Now, Gramps wasn’t just adept at making great toast and coffee. He was known throughout the Serbian community as the man who made the best roasted lamb, pig, and chicken. (The photo was taken in our backyard i
n New Berlin – he even made the machines that turned the spit). He’d sit out there all day drinking Pabst, stoking the fire and seasoning the meat with his special blend of spices. Sometimes, he'd broil steaks or fry fish and pork chops coated with Shake-n-Bake. He also made fried pork fat and this Serbian “delicacy” called Djeladija (pigs feet in gelatin). Now these were all extremely tasty dishes, but my all-time favorite was his chicken dumpling soup (with extra dumplings). No one, and I mean no one, made dumplings like my Grandfather.

When I was in my mid-twenties I moved back home, and Gramps came to live with mom and me. This time around, he was the one who waited until he heard me moving around in the kitchen. He was in his 80s now, and preferred instant coffee and oatmeal, while I’d moved on to decaf and multi-grain toast. The two of us still sat at the kitchen table every morning. He’d read through the paper, but he’d let me work on the crossword puzzle.

And I cooked for him. I was a vegetarian at the time, so Gramps became my guinea pig for all sorts of new recipes. I once made a roasted garlic and potato soup that used tofu as the cream base. I didn’t tell him there was tofu in the soup, and I waited until he finished an entire bowl before I unveiled the surprise ingredient. “That tofu’s not bad,” he told me. I even got him hooked on Garden Burgers with grilled onions, but his favorite dish was my garlicky cream of celery soup. Years later, when he had to move into a nursing home, I'd smuggle Tupperware containers filled with that soup for him to eat. The food in the nursing home was terrible, and sometimes I’d get him a burger with grilled onions from his favorite burger joint and we'd sit in his room, share onion rings, eat our burgers, and watch tv.

Records from a point labeling set

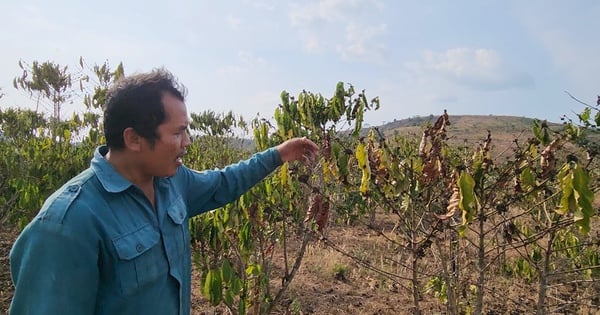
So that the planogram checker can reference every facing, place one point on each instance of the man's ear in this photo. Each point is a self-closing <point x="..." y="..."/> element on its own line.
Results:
<point x="133" y="141"/>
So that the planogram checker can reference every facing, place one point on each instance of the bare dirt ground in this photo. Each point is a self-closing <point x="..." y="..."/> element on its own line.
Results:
<point x="330" y="282"/>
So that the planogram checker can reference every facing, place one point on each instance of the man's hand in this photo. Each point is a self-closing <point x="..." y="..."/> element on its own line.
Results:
<point x="298" y="149"/>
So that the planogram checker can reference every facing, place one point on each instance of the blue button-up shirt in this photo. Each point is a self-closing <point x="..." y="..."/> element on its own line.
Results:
<point x="99" y="247"/>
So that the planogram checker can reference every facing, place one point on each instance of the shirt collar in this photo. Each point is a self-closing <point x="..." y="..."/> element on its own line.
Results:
<point x="110" y="179"/>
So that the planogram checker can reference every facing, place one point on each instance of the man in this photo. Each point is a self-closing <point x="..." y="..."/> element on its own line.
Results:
<point x="115" y="239"/>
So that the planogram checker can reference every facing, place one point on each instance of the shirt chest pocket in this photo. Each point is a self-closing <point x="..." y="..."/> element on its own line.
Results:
<point x="141" y="261"/>
<point x="177" y="236"/>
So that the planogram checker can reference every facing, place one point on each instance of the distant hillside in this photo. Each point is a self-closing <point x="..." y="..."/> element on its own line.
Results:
<point x="471" y="130"/>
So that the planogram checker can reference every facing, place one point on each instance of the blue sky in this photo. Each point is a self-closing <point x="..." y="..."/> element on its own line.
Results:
<point x="420" y="57"/>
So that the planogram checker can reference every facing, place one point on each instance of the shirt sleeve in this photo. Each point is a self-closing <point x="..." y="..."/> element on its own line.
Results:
<point x="212" y="189"/>
<point x="54" y="269"/>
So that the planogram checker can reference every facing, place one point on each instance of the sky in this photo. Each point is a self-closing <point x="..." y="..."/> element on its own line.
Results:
<point x="478" y="57"/>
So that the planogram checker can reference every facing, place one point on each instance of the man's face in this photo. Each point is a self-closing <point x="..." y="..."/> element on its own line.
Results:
<point x="165" y="157"/>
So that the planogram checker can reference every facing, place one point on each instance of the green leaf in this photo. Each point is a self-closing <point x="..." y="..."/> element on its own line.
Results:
<point x="213" y="287"/>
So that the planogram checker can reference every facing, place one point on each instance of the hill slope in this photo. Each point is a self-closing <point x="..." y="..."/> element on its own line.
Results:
<point x="471" y="130"/>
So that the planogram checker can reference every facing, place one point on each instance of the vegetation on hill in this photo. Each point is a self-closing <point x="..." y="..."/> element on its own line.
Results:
<point x="445" y="214"/>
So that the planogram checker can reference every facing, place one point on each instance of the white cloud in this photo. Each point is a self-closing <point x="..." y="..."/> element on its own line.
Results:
<point x="360" y="43"/>
<point x="479" y="69"/>
<point x="246" y="62"/>
<point x="347" y="27"/>
<point x="233" y="22"/>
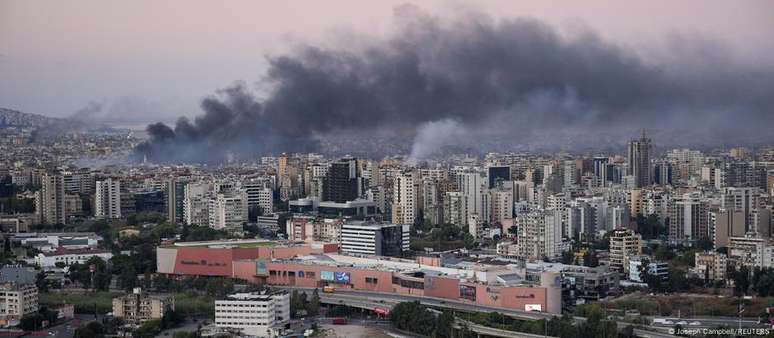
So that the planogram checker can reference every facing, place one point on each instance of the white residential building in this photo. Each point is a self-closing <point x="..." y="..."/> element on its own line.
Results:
<point x="107" y="199"/>
<point x="69" y="257"/>
<point x="254" y="314"/>
<point x="405" y="204"/>
<point x="228" y="212"/>
<point x="16" y="301"/>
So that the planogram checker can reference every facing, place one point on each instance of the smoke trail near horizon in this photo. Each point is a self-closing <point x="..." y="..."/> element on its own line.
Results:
<point x="516" y="74"/>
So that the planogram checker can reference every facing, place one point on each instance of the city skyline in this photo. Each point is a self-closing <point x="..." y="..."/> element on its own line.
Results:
<point x="451" y="76"/>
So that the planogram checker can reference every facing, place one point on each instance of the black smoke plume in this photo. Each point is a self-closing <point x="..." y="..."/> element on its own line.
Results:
<point x="519" y="77"/>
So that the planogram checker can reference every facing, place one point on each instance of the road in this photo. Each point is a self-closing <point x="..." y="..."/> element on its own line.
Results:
<point x="366" y="298"/>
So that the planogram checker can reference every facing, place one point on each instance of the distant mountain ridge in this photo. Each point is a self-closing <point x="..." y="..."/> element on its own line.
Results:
<point x="15" y="118"/>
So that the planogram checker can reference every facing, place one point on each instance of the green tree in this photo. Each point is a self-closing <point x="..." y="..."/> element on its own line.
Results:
<point x="313" y="307"/>
<point x="149" y="329"/>
<point x="90" y="330"/>
<point x="741" y="278"/>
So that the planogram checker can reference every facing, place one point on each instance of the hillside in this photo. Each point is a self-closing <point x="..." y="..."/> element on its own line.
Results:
<point x="13" y="118"/>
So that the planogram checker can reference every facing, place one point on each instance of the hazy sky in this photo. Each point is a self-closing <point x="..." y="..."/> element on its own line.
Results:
<point x="159" y="58"/>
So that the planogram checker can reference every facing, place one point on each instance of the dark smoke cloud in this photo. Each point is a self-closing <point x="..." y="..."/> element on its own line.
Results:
<point x="520" y="73"/>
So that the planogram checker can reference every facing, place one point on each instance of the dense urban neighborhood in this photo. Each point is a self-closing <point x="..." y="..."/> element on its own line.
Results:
<point x="638" y="243"/>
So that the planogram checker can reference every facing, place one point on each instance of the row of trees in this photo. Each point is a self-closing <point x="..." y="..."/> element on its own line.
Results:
<point x="415" y="317"/>
<point x="758" y="280"/>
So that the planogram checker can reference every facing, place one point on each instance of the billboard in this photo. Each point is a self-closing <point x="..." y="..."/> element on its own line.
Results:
<point x="260" y="267"/>
<point x="533" y="307"/>
<point x="468" y="292"/>
<point x="342" y="277"/>
<point x="326" y="275"/>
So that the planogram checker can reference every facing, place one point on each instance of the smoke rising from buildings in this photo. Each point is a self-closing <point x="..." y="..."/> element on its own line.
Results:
<point x="432" y="136"/>
<point x="519" y="75"/>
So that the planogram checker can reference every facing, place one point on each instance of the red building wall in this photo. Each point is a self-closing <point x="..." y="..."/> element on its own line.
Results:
<point x="443" y="287"/>
<point x="204" y="261"/>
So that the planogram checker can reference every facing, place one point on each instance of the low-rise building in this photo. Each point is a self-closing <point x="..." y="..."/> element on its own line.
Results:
<point x="624" y="243"/>
<point x="16" y="301"/>
<point x="657" y="268"/>
<point x="138" y="307"/>
<point x="69" y="257"/>
<point x="751" y="251"/>
<point x="711" y="266"/>
<point x="50" y="242"/>
<point x="254" y="314"/>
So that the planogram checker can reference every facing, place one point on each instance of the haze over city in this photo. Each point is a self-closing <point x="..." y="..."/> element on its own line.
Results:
<point x="378" y="169"/>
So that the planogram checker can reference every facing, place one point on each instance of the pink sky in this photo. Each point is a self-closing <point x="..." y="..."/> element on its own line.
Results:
<point x="57" y="56"/>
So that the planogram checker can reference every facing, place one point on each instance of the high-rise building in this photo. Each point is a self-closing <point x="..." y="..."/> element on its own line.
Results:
<point x="540" y="234"/>
<point x="454" y="209"/>
<point x="174" y="191"/>
<point x="744" y="199"/>
<point x="502" y="204"/>
<point x="259" y="195"/>
<point x="570" y="171"/>
<point x="341" y="183"/>
<point x="196" y="204"/>
<point x="17" y="300"/>
<point x="50" y="200"/>
<point x="498" y="174"/>
<point x="405" y="203"/>
<point x="639" y="155"/>
<point x="432" y="200"/>
<point x="725" y="224"/>
<point x="473" y="188"/>
<point x="375" y="239"/>
<point x="688" y="219"/>
<point x="662" y="173"/>
<point x="624" y="243"/>
<point x="107" y="199"/>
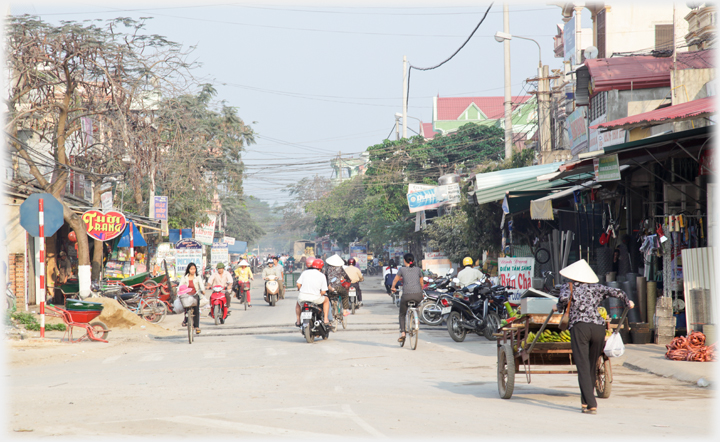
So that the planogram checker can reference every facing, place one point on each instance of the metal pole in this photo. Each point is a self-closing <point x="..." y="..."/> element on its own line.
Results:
<point x="41" y="273"/>
<point x="508" y="96"/>
<point x="404" y="96"/>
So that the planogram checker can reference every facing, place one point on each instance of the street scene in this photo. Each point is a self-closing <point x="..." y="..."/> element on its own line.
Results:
<point x="245" y="220"/>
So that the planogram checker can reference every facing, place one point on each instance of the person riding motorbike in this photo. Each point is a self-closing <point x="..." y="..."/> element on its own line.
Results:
<point x="244" y="275"/>
<point x="271" y="269"/>
<point x="356" y="276"/>
<point x="335" y="270"/>
<point x="312" y="287"/>
<point x="469" y="274"/>
<point x="223" y="278"/>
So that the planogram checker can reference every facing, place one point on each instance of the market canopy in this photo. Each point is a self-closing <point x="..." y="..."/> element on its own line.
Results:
<point x="493" y="186"/>
<point x="138" y="240"/>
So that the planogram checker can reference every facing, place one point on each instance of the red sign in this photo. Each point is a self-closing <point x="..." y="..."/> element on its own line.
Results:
<point x="104" y="226"/>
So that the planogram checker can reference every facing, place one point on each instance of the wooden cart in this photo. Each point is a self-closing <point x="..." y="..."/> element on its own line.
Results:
<point x="540" y="357"/>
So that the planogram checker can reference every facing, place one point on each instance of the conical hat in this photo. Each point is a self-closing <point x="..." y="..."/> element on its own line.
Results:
<point x="335" y="260"/>
<point x="580" y="271"/>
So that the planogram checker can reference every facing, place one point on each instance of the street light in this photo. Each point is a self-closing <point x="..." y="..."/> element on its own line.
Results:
<point x="502" y="36"/>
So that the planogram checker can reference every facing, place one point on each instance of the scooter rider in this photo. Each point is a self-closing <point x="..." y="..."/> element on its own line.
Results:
<point x="271" y="269"/>
<point x="244" y="275"/>
<point x="469" y="274"/>
<point x="312" y="287"/>
<point x="223" y="278"/>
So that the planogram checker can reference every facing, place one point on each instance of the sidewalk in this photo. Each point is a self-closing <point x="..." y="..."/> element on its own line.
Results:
<point x="651" y="358"/>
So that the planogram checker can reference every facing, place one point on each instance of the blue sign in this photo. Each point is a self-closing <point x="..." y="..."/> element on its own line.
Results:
<point x="425" y="199"/>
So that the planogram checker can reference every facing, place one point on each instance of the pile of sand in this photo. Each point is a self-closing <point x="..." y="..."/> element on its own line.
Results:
<point x="115" y="315"/>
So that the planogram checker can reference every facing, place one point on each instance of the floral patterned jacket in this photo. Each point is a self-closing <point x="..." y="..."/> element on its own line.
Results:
<point x="586" y="300"/>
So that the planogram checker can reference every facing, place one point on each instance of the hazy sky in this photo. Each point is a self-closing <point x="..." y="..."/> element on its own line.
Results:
<point x="320" y="78"/>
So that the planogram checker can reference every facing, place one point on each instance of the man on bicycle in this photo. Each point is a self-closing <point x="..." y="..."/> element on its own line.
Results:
<point x="224" y="279"/>
<point x="312" y="287"/>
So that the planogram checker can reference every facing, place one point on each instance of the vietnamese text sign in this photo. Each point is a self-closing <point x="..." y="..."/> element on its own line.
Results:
<point x="160" y="207"/>
<point x="425" y="199"/>
<point x="205" y="232"/>
<point x="523" y="269"/>
<point x="607" y="168"/>
<point x="219" y="254"/>
<point x="103" y="226"/>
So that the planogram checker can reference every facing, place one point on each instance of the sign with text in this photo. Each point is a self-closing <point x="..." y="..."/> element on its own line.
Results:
<point x="522" y="269"/>
<point x="160" y="207"/>
<point x="205" y="232"/>
<point x="103" y="226"/>
<point x="607" y="168"/>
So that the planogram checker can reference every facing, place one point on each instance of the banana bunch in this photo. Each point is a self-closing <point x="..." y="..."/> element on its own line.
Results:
<point x="603" y="313"/>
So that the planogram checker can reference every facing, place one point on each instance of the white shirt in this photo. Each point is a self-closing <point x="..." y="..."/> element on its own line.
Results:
<point x="312" y="282"/>
<point x="468" y="275"/>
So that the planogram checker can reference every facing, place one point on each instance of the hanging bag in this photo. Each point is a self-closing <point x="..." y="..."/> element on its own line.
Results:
<point x="565" y="319"/>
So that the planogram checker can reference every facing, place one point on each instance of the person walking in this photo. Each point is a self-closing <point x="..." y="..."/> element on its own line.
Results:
<point x="587" y="328"/>
<point x="196" y="285"/>
<point x="411" y="277"/>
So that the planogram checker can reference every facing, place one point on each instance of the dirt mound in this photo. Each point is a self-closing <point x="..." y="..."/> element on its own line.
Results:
<point x="116" y="316"/>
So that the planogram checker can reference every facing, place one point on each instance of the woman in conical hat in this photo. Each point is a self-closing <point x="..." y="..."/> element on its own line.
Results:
<point x="587" y="327"/>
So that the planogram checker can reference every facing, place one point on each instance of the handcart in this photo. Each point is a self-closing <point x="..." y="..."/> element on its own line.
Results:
<point x="538" y="357"/>
<point x="96" y="330"/>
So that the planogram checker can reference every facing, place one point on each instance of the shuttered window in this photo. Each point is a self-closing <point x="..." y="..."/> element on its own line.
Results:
<point x="663" y="37"/>
<point x="600" y="20"/>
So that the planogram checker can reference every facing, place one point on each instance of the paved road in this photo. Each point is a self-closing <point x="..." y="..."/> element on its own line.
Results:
<point x="257" y="377"/>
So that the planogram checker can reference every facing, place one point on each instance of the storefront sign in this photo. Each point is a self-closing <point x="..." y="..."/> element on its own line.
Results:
<point x="104" y="226"/>
<point x="205" y="232"/>
<point x="607" y="168"/>
<point x="219" y="254"/>
<point x="523" y="269"/>
<point x="160" y="207"/>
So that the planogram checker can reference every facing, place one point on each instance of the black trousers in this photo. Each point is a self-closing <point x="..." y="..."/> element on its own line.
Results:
<point x="587" y="342"/>
<point x="417" y="297"/>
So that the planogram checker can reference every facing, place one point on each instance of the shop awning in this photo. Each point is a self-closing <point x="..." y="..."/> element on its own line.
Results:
<point x="493" y="186"/>
<point x="138" y="240"/>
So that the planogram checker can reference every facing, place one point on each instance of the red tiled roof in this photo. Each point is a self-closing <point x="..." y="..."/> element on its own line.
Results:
<point x="450" y="108"/>
<point x="642" y="72"/>
<point x="691" y="109"/>
<point x="427" y="131"/>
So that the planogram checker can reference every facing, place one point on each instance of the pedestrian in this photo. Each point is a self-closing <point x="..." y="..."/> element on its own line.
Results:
<point x="587" y="327"/>
<point x="411" y="277"/>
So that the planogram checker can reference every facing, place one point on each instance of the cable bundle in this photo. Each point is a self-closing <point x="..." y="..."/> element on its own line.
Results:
<point x="691" y="348"/>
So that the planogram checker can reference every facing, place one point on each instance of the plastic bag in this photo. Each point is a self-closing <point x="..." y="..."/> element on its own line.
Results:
<point x="614" y="347"/>
<point x="177" y="306"/>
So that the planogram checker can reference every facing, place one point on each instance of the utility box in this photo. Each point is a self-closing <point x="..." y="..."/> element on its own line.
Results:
<point x="536" y="301"/>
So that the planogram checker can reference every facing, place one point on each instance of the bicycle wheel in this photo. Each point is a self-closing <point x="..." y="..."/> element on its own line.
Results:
<point x="413" y="324"/>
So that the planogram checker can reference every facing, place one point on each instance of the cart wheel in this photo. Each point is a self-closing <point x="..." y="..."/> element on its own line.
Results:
<point x="100" y="330"/>
<point x="506" y="371"/>
<point x="603" y="382"/>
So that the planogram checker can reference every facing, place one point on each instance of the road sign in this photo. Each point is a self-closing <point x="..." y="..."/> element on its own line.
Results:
<point x="53" y="214"/>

TASKS AND EXERCISES –
[1] Transcribe everything in the piece about the grandfather's cooking from "Now, Gramps wasn’t" down to "like my Grandfather.".
[2] Write the next part of the piece about the grandfather's cooking, starting after its final sentence.

ANSWERS FOR THE TASKS –
[1]
Now, Gramps wasn’t just adept at making great toast and coffee. He was known throughout the Serbian community as the man who made the best roasted lamb, pig, and chicken. (The photo was taken in our backyard i
n New Berlin – he even made the machines that turned the spit). He’d sit out there all day drinking Pabst, stoking the fire and seasoning the meat with his special blend of spices. Sometimes, he'd broil steaks or fry fish and pork chops coated with Shake-n-Bake. He also made fried pork fat and this Serbian “delicacy” called Djeladija (pigs feet in gelatin). Now these were all extremely tasty dishes, but my all-time favorite was his chicken dumpling soup (with extra dumplings). No one, and I mean no one, made dumplings like my Grandfather.

[2]
I recently had a craving for my Grandfather’s chicken dumpling soup, and since there was a roasted chicken in my freezer I decided to try my hand at Q-Ball's recipe. The soup part was easy, but I had no idea how to make dumplings. I consulted The Joy of Cooking, Vegetarian Cooking, Epicurious, etc. but they were no help. I finally called my mom at work. The recipe was never written down (none of his recipes were on paper; Gramps made everything from memory). I wrote down, verbatim, exactly what mom told me:

- beat 4 eggs
- add a bit of garlic powder
- add enough flour to make the mixture semi-thick, not too runny
- and don't let it form a ball! (she was very insistent about that)


I'd seen Gramps make dumplings enough times that I thought I could get the batter right. I remembered standing on a stool in his kitchen, my head close to the soup pot watching him dip a teaspoon into the batter then drop it into the boiling soup.

So I mimicked his technique as best I could and when all was said and done, this was easily the best pot of soup that I’d ever made. I knew that Gramps would have been proud. I only wish that he was here to share it with me.